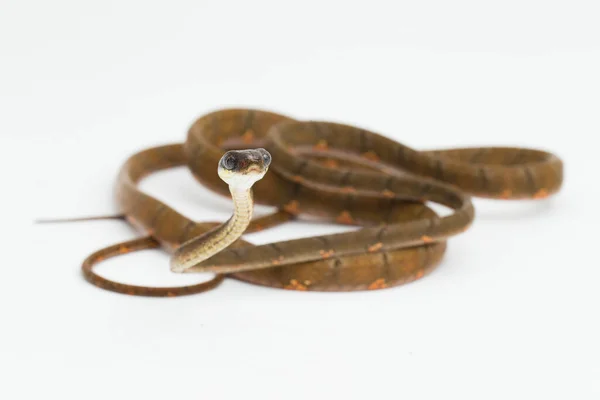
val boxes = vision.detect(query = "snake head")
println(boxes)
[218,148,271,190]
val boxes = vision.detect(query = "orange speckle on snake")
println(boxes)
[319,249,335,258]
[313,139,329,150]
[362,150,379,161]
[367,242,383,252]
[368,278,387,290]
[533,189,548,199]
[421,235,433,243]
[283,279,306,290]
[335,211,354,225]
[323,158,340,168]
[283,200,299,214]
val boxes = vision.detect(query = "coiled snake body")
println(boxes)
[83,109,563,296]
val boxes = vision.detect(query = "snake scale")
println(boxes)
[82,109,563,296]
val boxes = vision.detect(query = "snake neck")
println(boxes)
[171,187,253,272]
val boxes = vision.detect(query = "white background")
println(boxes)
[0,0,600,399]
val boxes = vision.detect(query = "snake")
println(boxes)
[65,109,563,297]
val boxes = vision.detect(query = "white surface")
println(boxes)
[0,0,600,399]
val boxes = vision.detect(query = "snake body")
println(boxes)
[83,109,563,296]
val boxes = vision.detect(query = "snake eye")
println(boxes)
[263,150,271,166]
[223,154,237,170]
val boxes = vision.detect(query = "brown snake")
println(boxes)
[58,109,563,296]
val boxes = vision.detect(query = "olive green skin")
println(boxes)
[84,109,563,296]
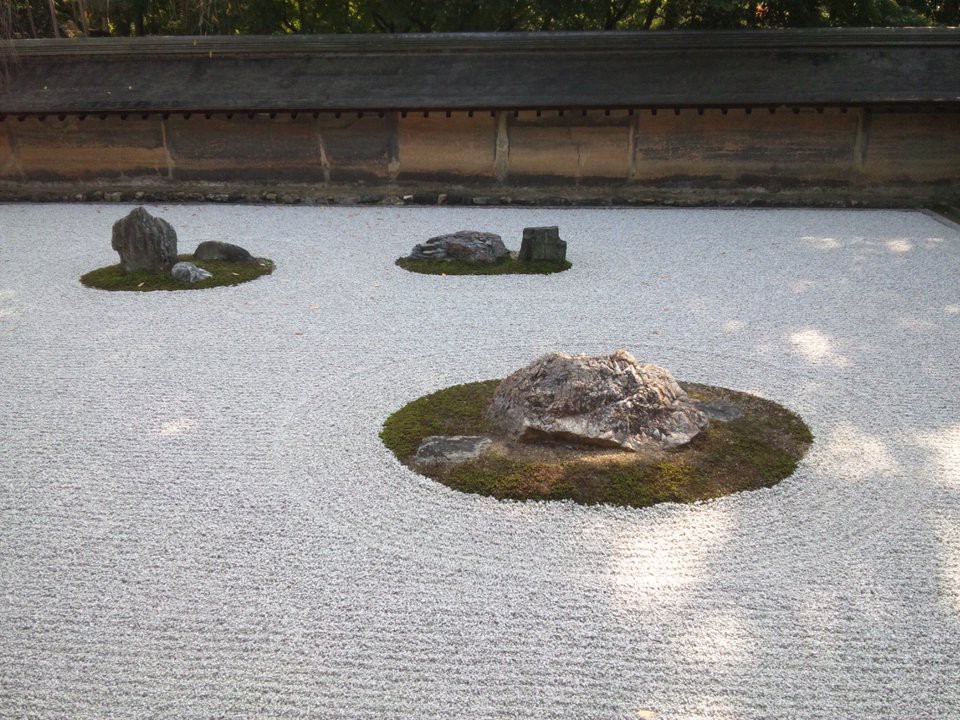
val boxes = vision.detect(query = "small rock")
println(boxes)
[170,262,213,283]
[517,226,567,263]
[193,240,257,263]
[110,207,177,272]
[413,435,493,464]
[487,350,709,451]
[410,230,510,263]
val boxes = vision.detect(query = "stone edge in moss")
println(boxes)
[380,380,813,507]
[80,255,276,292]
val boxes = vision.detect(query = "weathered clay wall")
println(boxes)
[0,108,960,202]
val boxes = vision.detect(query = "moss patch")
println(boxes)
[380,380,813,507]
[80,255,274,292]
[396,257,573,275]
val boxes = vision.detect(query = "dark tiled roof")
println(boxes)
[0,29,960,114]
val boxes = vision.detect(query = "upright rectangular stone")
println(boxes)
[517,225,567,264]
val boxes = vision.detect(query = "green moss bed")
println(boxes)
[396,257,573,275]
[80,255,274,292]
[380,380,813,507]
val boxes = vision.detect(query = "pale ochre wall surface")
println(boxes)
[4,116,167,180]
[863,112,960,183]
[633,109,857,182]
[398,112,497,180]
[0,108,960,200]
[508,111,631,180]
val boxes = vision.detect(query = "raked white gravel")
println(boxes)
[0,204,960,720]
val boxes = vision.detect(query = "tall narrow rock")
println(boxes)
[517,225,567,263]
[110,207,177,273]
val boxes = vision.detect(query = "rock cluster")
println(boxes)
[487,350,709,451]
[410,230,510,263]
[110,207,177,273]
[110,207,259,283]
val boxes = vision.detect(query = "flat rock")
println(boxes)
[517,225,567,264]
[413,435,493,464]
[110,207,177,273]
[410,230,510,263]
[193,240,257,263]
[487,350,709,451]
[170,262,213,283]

■ ■ ■ ■ ■ ■ ■

Reproduce the listing word for word, starting at its first line and ending at the line that contains "[0,108,960,202]", with both of those lines included. Omit the pictures from your copy.

val boxes = vision.detect(query = "snake head")
println(boxes)
[218,148,271,190]
val boxes = vision.detect(query = "orange speckle on snake")
println(boxes)
[319,249,335,258]
[313,139,329,150]
[362,150,379,161]
[367,242,383,252]
[368,278,387,290]
[533,189,548,199]
[421,235,433,243]
[283,279,306,290]
[335,211,354,225]
[323,158,340,168]
[283,200,299,214]
val boxes = vision.detect(query = "coiled snake body")
println(boxes)
[83,109,563,296]
val boxes = vision.detect(query = "snake scale")
println(boxes)
[82,109,563,296]
val boxes = vision.detect(query = "snake neck")
println(boxes)
[171,187,253,272]
val boxes = vision.detect(query = "white background")
println(boxes)
[0,0,600,399]
val boxes = vision.detect(query = "snake")
println(boxes)
[65,109,563,297]
val boxes = vision.detect(query = "white surface")
println(boxes)
[0,0,600,399]
val boxes = vision.detect(query = "snake body")
println(boxes)
[83,109,563,296]
val boxes = vision.detect(query = "snake eye")
println(boxes)
[263,150,271,166]
[223,154,237,170]
val boxes = vision.detect(query = "brown snake")
println(boxes)
[58,109,563,296]
val boxes = vision.detect(query = "olive green skin")
println(boxes)
[84,109,563,296]
val boxes = vision.detect(query = "small rock")
println(boxes)
[170,262,213,283]
[517,226,567,263]
[193,240,257,263]
[110,207,177,272]
[413,435,493,464]
[487,350,709,451]
[410,230,510,263]
val boxes = vision.detect(query = "stone edge in moss")
println(boxes)
[380,380,813,507]
[80,255,276,292]
val boxes = vision.detect(query = "weathered clay wall")
println(boxes)
[0,108,960,202]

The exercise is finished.